— start Source extract —
# Zar brand finishes?



## PhilBa (Sep 25, 2014)

Rockler is pushing a new brand of finishes (new to them, I think) - Zar. Anyone have experience with them? They have an "oil based stain that cleans up with water" - TGTBT?


----------



## DaninVan (Jan 1, 2012)

Phil, it's a mystery. Home Hardware, a national chain up here in Canada, have their own paint plant back east. They brand their stuff as 'Beauti-Tone'. Fairly decent stuff, but I digress.
The have a series of stains that they claim are acrylic-Alkyd...water cleanup (exterior solid and semi trans.). 
Who knew, eh?
Home Hardware - 850mL Clear Base Alkyd Acrylic Solid Stain


----------



## kywoodchopper (Jul 18, 2013)

I have used oil-base Zar polyurethane for years. It doesn't seem to yellow the way other polyurethane does. When finishing furniture, I scoop out the poly and put some into a smaller container and dilute it about 1/4 with mineral spirits. I apply it with a cotton rag. Seems to give a very good finish. Malcolm / Kentucky USA


----------



## robolop (Jun 3, 2013)

test


----------



## tomp913 (Mar 7, 2014)

I have used Zar solvent-based stains in the past and had no problems. As far a water-based stains, the only one I've used so far is General Finishes, bought because they had the color (Rosewood) I was looking for. It seemed on the thick side, applying with a rag, and I noticed little white flecks all over the surface on the first coat where the stain wasn't sinking into the wood grain (red oak). I talked to customer service at the manufacturer and they advised using a paint pad that has the short stiff "bristles" to overcome this, and that solved the problem. After that, the stain worked out well, giving a nice even coverage.


----------



## Cherryville Chuck (Sep 28, 2010)

I`ve heard of it but can`t ever recall seeing it up here.


----------
— end Source extract —
* **Written instruction 1**: Condense the paragraph of the thread that begins "I have used Zar solvent-based stains in the past" into a short bulleted list that keeps its main facts.
— start Excerpted data —
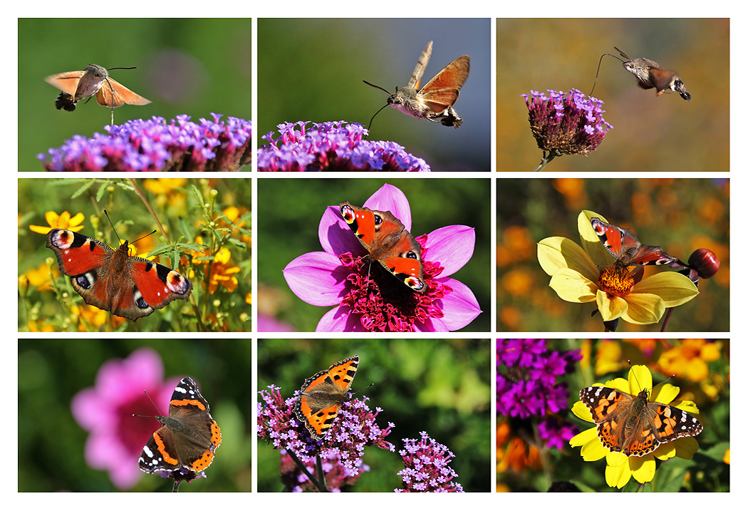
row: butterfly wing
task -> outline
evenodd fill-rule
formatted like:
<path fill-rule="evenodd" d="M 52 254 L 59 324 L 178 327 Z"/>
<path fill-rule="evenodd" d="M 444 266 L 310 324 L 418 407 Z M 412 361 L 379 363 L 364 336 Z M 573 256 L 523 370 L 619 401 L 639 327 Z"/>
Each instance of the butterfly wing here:
<path fill-rule="evenodd" d="M 349 202 L 340 204 L 340 213 L 372 260 L 413 290 L 426 290 L 420 245 L 402 222 L 388 211 L 373 211 Z"/>
<path fill-rule="evenodd" d="M 99 92 L 96 95 L 96 100 L 102 106 L 115 108 L 125 103 L 142 105 L 150 102 L 149 100 L 146 100 L 140 94 L 136 94 L 111 78 L 106 79 L 104 85 L 99 89 Z"/>
<path fill-rule="evenodd" d="M 416 63 L 416 67 L 413 70 L 413 74 L 411 75 L 411 79 L 408 82 L 407 87 L 416 91 L 420 87 L 420 79 L 423 77 L 423 72 L 426 71 L 426 67 L 429 65 L 429 60 L 431 58 L 431 49 L 433 46 L 434 41 L 429 41 L 426 46 L 423 47 L 420 56 L 418 57 L 418 62 Z"/>
<path fill-rule="evenodd" d="M 418 92 L 435 112 L 441 113 L 457 101 L 459 91 L 470 73 L 470 57 L 462 55 L 450 62 Z"/>
<path fill-rule="evenodd" d="M 130 257 L 127 263 L 126 268 L 135 284 L 135 293 L 139 293 L 152 307 L 150 312 L 174 300 L 189 298 L 192 283 L 179 272 L 142 257 Z"/>
<path fill-rule="evenodd" d="M 132 257 L 127 242 L 118 250 L 66 229 L 52 229 L 46 246 L 57 255 L 60 271 L 89 305 L 135 321 L 175 299 L 186 300 L 191 283 L 177 272 Z"/>
<path fill-rule="evenodd" d="M 48 84 L 63 92 L 75 97 L 78 90 L 78 82 L 80 82 L 84 71 L 68 71 L 57 75 L 51 75 L 44 79 Z"/>
<path fill-rule="evenodd" d="M 304 381 L 293 411 L 315 440 L 327 435 L 351 388 L 357 369 L 358 355 L 355 355 Z"/>

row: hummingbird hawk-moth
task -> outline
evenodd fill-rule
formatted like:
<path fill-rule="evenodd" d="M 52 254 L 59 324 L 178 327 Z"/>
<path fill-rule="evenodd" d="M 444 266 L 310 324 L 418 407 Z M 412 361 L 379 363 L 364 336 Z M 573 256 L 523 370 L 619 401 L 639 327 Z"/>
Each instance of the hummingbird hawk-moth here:
<path fill-rule="evenodd" d="M 62 91 L 55 100 L 58 110 L 73 111 L 79 101 L 96 96 L 96 102 L 102 106 L 114 108 L 128 105 L 147 105 L 150 102 L 142 96 L 109 76 L 109 71 L 114 69 L 135 69 L 135 67 L 105 67 L 89 64 L 82 71 L 68 71 L 52 75 L 44 79 L 50 85 Z"/>
<path fill-rule="evenodd" d="M 601 55 L 601 61 L 605 55 L 618 58 L 618 60 L 623 62 L 623 68 L 637 77 L 640 87 L 643 89 L 657 89 L 657 96 L 667 89 L 670 89 L 679 94 L 684 100 L 687 101 L 691 100 L 691 95 L 686 91 L 686 86 L 684 85 L 683 80 L 675 73 L 664 69 L 654 61 L 650 61 L 649 58 L 644 58 L 643 57 L 631 58 L 620 49 L 616 48 L 616 46 L 613 46 L 613 48 L 621 54 L 622 57 L 628 60 L 622 61 L 618 57 L 616 57 L 616 55 L 604 53 Z M 600 70 L 599 64 L 598 64 L 598 70 Z M 595 80 L 597 80 L 597 77 L 595 77 Z M 592 90 L 595 90 L 594 85 L 592 86 Z M 592 93 L 590 92 L 589 94 L 592 94 Z"/>
<path fill-rule="evenodd" d="M 470 57 L 462 55 L 452 61 L 420 88 L 420 79 L 429 64 L 429 59 L 431 58 L 433 43 L 434 41 L 429 41 L 423 48 L 408 85 L 402 89 L 396 87 L 394 94 L 364 80 L 364 83 L 367 85 L 390 94 L 387 105 L 379 108 L 376 114 L 389 105 L 417 119 L 428 119 L 433 123 L 441 123 L 444 126 L 460 127 L 462 118 L 457 114 L 453 105 L 457 101 L 460 89 L 470 73 Z M 374 116 L 372 117 L 372 120 L 374 120 Z M 371 129 L 371 121 L 369 125 Z"/>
— end Excerpted data —
* **Written instruction 2**: Render the listing as a numbered list, from the start of the listing up to and including the line that contains "304 381 L 293". Leave out blank lines and pictures.

* **Complete answer 1**:
- Zar solvent-based stains have been used in the past with no problems.
- The only water-based stain used so far is General Finishes, bought for its Rosewood color.
- Applied with a rag, it seemed thick, and the first coat left small white flecks where the stain didn't sink into the red oak grain.
- The manufacturer's customer service advised a paint pad with short, stiff "bristles," which solved the problem.
- After that, the stain gave nice, even coverage.

* **Complete answer 2**:
1. row: butterfly wing
2. task -> outline
3. evenodd fill-rule
4. formatted like:
5. <path fill-rule="evenodd" d="M 52 254 L 59 324 L 178 327 Z"/>
6. <path fill-rule="evenodd" d="M 444 266 L 310 324 L 418 407 Z M 412 361 L 379 363 L 364 336 Z M 573 256 L 523 370 L 619 401 L 639 327 Z"/>
7. Each instance of the butterfly wing here:
8. <path fill-rule="evenodd" d="M 349 202 L 340 204 L 340 213 L 372 260 L 413 290 L 426 290 L 420 245 L 402 222 L 388 211 L 373 211 Z"/>
9. <path fill-rule="evenodd" d="M 99 92 L 96 95 L 96 100 L 102 106 L 115 108 L 125 103 L 142 105 L 150 102 L 149 100 L 146 100 L 140 94 L 136 94 L 111 78 L 106 79 L 104 85 L 99 89 Z"/>
10. <path fill-rule="evenodd" d="M 416 63 L 416 67 L 413 70 L 413 74 L 411 75 L 411 79 L 408 82 L 407 87 L 416 91 L 420 87 L 420 79 L 423 77 L 423 72 L 426 71 L 426 67 L 429 65 L 429 60 L 431 58 L 431 49 L 433 46 L 434 41 L 429 41 L 426 46 L 423 47 L 420 56 L 418 57 L 418 62 Z"/>
11. <path fill-rule="evenodd" d="M 418 92 L 435 112 L 441 113 L 457 101 L 459 91 L 470 73 L 470 57 L 462 55 L 450 62 Z"/>
12. <path fill-rule="evenodd" d="M 130 257 L 127 263 L 126 268 L 135 284 L 135 293 L 139 293 L 152 307 L 150 312 L 174 300 L 189 298 L 192 283 L 179 272 L 142 257 Z"/>
13. <path fill-rule="evenodd" d="M 132 257 L 127 242 L 118 250 L 66 229 L 52 229 L 46 246 L 57 255 L 60 271 L 89 305 L 135 321 L 175 299 L 186 300 L 191 283 L 177 272 Z"/>
14. <path fill-rule="evenodd" d="M 48 84 L 63 92 L 75 97 L 78 90 L 78 82 L 80 82 L 84 71 L 68 71 L 57 75 L 51 75 L 44 79 Z"/>
15. <path fill-rule="evenodd" d="M 304 381 L 293 411 L 315 440 L 327 435 L 351 388 L 357 369 L 358 355 L 355 355 Z"/>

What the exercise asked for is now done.